MATERIAL:
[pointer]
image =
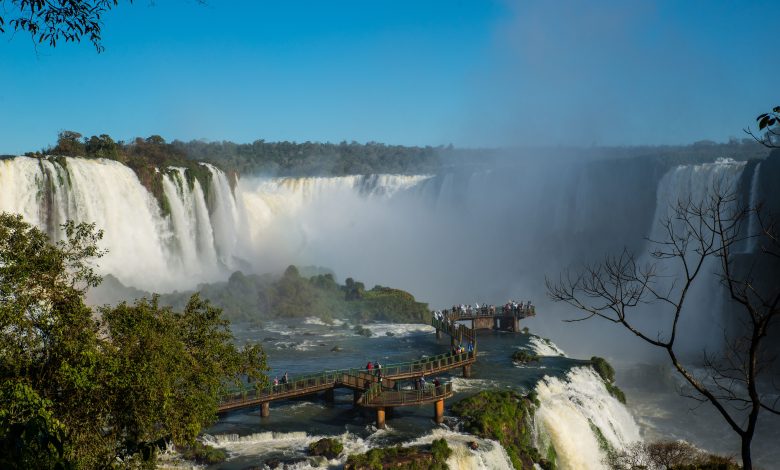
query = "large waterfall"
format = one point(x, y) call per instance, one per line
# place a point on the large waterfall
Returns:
point(206, 233)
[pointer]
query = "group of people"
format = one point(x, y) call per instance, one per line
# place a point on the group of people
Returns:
point(482, 310)
point(374, 368)
point(285, 380)
point(459, 349)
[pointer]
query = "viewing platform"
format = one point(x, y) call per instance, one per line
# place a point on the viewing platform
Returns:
point(505, 317)
point(383, 392)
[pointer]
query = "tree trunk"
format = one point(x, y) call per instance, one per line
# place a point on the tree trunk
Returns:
point(747, 462)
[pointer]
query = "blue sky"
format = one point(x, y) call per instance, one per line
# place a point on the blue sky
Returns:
point(471, 73)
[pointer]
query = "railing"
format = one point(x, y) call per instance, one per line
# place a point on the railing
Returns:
point(378, 395)
point(484, 312)
point(356, 378)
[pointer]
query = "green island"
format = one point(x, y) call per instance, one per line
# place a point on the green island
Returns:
point(298, 292)
point(507, 417)
point(432, 457)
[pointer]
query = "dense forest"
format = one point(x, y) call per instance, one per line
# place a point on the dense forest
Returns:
point(303, 292)
point(143, 155)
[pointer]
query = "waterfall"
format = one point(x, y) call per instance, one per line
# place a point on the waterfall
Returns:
point(570, 411)
point(702, 323)
point(753, 225)
point(206, 231)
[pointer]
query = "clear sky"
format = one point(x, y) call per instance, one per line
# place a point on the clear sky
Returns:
point(471, 73)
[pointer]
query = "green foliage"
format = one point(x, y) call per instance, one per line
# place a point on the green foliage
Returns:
point(252, 297)
point(607, 373)
point(312, 158)
point(202, 453)
point(327, 447)
point(505, 416)
point(90, 392)
point(30, 435)
point(403, 458)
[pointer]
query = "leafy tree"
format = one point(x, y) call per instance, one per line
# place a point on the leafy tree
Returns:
point(51, 21)
point(87, 392)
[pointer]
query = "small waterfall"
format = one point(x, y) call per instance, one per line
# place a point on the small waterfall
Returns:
point(753, 225)
point(570, 412)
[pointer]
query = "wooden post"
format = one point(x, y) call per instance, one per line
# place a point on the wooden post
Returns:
point(438, 411)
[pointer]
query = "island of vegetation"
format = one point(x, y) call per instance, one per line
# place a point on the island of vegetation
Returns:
point(297, 293)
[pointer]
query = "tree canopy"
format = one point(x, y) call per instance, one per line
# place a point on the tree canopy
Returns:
point(52, 21)
point(83, 391)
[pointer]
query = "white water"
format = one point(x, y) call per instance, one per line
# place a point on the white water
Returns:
point(703, 324)
point(209, 233)
point(753, 225)
point(544, 347)
point(568, 407)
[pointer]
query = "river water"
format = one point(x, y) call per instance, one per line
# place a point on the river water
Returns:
point(306, 346)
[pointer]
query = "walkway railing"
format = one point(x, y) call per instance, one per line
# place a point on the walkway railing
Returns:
point(354, 378)
point(377, 395)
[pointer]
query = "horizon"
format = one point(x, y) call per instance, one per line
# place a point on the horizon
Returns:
point(473, 74)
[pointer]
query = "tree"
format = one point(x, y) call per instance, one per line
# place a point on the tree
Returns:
point(769, 124)
point(51, 21)
point(617, 288)
point(86, 392)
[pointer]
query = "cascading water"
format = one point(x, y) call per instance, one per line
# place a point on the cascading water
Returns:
point(703, 324)
point(753, 224)
point(571, 410)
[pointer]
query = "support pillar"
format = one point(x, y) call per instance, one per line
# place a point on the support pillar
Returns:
point(438, 411)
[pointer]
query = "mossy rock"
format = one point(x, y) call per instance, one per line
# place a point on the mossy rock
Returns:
point(505, 416)
point(326, 447)
point(433, 457)
point(524, 357)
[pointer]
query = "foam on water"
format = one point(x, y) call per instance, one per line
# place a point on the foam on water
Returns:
point(543, 347)
point(570, 409)
point(399, 329)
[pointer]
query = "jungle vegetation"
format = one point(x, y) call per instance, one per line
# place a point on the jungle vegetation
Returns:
point(86, 389)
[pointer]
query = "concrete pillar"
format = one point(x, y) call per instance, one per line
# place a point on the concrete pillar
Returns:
point(438, 411)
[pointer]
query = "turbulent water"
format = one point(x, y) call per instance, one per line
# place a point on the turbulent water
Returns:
point(487, 234)
point(569, 393)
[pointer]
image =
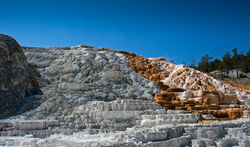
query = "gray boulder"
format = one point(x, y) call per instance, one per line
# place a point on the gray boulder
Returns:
point(16, 82)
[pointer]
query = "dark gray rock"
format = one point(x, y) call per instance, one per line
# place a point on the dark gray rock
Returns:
point(16, 82)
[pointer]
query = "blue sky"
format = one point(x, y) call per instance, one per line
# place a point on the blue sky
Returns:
point(175, 29)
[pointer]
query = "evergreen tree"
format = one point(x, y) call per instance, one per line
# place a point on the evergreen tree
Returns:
point(227, 62)
point(205, 63)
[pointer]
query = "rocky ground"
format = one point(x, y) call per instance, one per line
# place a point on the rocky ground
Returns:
point(101, 97)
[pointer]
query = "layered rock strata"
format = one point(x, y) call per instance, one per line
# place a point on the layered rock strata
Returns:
point(221, 134)
point(183, 88)
point(16, 82)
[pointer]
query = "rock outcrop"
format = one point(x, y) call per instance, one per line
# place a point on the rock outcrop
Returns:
point(183, 88)
point(101, 97)
point(16, 82)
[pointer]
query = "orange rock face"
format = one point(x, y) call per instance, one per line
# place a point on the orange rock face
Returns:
point(200, 95)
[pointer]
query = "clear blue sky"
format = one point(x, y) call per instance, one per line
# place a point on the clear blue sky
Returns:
point(176, 29)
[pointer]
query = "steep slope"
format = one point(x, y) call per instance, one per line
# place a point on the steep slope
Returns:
point(16, 82)
point(95, 97)
point(184, 88)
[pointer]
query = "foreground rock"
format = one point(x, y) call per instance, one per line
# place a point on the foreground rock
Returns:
point(16, 82)
point(221, 134)
point(95, 97)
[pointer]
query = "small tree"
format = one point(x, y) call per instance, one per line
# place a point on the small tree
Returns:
point(204, 64)
point(227, 62)
point(193, 64)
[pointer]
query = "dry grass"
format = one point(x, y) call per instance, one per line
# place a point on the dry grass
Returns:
point(241, 86)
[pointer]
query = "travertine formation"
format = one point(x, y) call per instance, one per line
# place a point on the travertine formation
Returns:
point(183, 88)
point(16, 81)
point(95, 97)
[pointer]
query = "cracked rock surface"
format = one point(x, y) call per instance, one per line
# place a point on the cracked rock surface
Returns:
point(16, 81)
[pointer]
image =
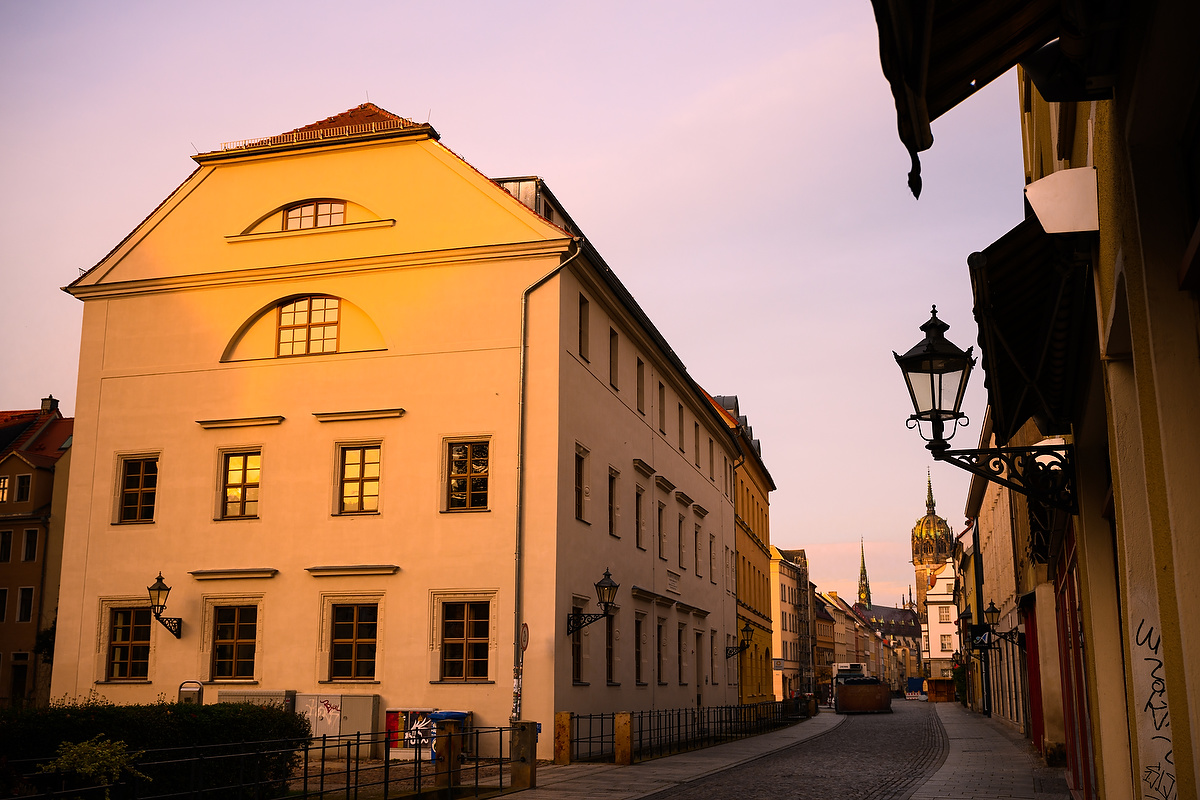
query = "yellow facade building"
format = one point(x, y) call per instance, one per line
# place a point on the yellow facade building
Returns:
point(382, 423)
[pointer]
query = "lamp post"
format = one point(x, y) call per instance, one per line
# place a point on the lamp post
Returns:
point(936, 372)
point(606, 593)
point(159, 591)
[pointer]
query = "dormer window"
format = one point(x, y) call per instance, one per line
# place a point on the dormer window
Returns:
point(309, 325)
point(313, 215)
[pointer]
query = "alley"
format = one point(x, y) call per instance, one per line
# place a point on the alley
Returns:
point(921, 752)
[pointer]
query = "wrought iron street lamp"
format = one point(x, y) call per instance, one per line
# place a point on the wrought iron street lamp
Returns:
point(936, 373)
point(159, 591)
point(606, 594)
point(744, 644)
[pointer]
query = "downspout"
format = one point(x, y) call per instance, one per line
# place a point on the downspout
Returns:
point(517, 557)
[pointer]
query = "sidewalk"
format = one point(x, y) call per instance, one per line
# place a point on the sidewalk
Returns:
point(988, 761)
point(589, 781)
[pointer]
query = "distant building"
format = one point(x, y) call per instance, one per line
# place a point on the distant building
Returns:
point(34, 464)
point(792, 601)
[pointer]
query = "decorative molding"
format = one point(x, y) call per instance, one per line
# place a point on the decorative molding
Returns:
point(370, 414)
point(339, 570)
point(234, 573)
point(233, 239)
point(637, 593)
point(240, 421)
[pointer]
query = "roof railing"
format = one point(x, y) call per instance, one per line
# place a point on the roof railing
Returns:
point(319, 133)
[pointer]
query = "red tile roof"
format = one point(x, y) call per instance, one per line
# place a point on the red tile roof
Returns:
point(364, 114)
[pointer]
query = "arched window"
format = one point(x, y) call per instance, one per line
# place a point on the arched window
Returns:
point(321, 214)
point(307, 325)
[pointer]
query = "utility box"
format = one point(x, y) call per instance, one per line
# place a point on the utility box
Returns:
point(283, 698)
point(343, 715)
point(191, 692)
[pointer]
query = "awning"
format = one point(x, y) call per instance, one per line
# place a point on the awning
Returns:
point(1033, 305)
point(937, 53)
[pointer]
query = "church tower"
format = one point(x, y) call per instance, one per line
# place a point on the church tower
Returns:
point(864, 585)
point(933, 545)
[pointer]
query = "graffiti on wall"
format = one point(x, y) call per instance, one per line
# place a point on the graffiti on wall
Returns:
point(1155, 715)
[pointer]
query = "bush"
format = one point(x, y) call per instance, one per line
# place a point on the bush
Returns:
point(169, 733)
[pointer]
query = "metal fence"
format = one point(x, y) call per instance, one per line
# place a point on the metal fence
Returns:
point(672, 731)
point(329, 767)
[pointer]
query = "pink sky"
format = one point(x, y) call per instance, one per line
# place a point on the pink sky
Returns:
point(737, 167)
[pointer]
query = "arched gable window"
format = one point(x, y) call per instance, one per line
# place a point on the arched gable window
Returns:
point(307, 325)
point(319, 214)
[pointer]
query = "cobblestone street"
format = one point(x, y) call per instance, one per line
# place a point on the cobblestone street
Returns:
point(921, 752)
point(874, 756)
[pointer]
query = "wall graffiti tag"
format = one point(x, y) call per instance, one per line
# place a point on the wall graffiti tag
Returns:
point(1158, 774)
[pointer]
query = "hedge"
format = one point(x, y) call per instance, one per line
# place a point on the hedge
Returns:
point(219, 731)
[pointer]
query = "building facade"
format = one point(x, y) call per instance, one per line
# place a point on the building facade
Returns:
point(381, 423)
point(35, 461)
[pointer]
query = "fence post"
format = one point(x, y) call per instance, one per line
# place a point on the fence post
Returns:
point(563, 737)
point(623, 738)
point(449, 747)
point(523, 755)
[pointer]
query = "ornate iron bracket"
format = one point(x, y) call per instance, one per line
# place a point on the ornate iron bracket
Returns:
point(173, 624)
point(1044, 473)
point(577, 621)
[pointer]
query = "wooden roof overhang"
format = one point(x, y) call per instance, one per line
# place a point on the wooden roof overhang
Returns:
point(937, 53)
point(1033, 305)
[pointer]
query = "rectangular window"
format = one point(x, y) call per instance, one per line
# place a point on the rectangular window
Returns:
point(660, 647)
point(239, 488)
point(465, 639)
point(613, 348)
point(234, 637)
point(139, 488)
point(612, 503)
point(307, 325)
point(639, 677)
point(129, 644)
point(467, 475)
point(585, 323)
point(682, 647)
point(663, 534)
point(663, 408)
point(581, 467)
point(610, 674)
point(641, 386)
point(359, 491)
point(679, 541)
point(712, 560)
point(639, 519)
point(353, 642)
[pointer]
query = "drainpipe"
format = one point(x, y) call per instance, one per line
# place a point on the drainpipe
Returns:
point(519, 554)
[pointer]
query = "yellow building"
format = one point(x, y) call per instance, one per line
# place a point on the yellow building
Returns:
point(751, 505)
point(1089, 319)
point(382, 423)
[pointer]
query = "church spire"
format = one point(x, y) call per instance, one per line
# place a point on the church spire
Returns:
point(929, 493)
point(864, 585)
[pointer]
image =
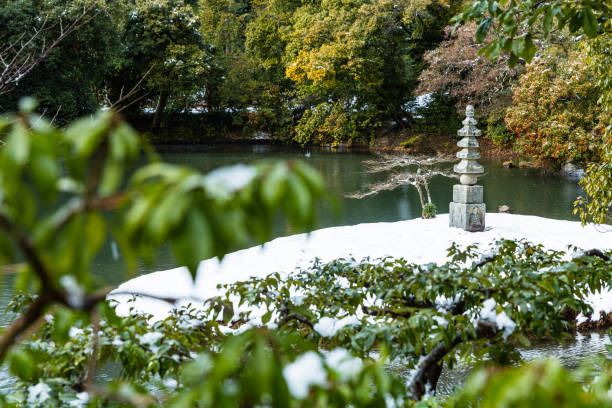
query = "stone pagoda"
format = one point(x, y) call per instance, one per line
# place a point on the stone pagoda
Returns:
point(467, 210)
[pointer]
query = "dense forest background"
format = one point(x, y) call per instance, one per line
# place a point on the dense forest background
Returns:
point(308, 72)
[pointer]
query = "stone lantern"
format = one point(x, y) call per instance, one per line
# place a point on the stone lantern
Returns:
point(467, 210)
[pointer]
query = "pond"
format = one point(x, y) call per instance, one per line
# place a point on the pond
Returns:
point(525, 191)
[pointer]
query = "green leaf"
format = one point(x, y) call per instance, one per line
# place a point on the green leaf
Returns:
point(547, 21)
point(17, 147)
point(529, 50)
point(23, 365)
point(194, 242)
point(589, 22)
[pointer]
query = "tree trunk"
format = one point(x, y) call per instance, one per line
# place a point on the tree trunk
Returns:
point(427, 189)
point(159, 110)
point(420, 190)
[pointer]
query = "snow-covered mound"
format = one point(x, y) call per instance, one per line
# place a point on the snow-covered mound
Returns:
point(418, 241)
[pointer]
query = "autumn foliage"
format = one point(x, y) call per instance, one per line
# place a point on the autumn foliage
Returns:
point(554, 114)
point(456, 68)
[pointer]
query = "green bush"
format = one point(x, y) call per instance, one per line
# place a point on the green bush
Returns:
point(429, 210)
point(410, 142)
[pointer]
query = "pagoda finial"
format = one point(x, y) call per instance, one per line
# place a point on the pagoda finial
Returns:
point(467, 210)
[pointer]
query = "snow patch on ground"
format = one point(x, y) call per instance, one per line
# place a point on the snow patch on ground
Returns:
point(503, 322)
point(328, 327)
point(419, 241)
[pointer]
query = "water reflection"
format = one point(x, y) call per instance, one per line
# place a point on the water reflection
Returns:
point(525, 191)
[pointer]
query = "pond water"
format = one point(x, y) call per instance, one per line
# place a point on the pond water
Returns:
point(525, 191)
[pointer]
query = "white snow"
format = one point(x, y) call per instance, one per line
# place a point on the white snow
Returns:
point(419, 241)
point(82, 398)
point(328, 327)
point(151, 339)
point(306, 371)
point(342, 362)
point(39, 393)
point(503, 322)
point(75, 332)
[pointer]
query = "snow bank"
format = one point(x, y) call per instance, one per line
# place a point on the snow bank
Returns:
point(418, 240)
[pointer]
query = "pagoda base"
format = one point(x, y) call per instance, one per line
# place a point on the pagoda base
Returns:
point(470, 217)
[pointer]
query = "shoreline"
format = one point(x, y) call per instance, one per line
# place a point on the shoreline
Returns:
point(418, 241)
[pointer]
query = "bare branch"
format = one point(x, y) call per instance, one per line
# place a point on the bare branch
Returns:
point(20, 57)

TASK DESCRIPTION:
Please copy every line from the start of the rows through the line containing "point(383, 392)", inclusive, with each x and y coordinate in the returned points raised by 51. Leave the pictures out.

SOLUTION TO THIS EXERCISE:
[pointer]
image =
query = "large waterfall"
format = one point(x, y) call per instance, one per line
# place a point on the large waterfall
Returns:
point(257, 284)
[pointer]
query = "group of people"
format = one point(x, y) call per instance, one per line
# place a point on the group of people
Returns:
point(533, 361)
point(425, 419)
point(336, 431)
point(510, 400)
[pointer]
query = "viewing platform"
format = one point(x, y) call per instance, one per line
# place a point on the viewing platform
Returns:
point(556, 368)
point(434, 443)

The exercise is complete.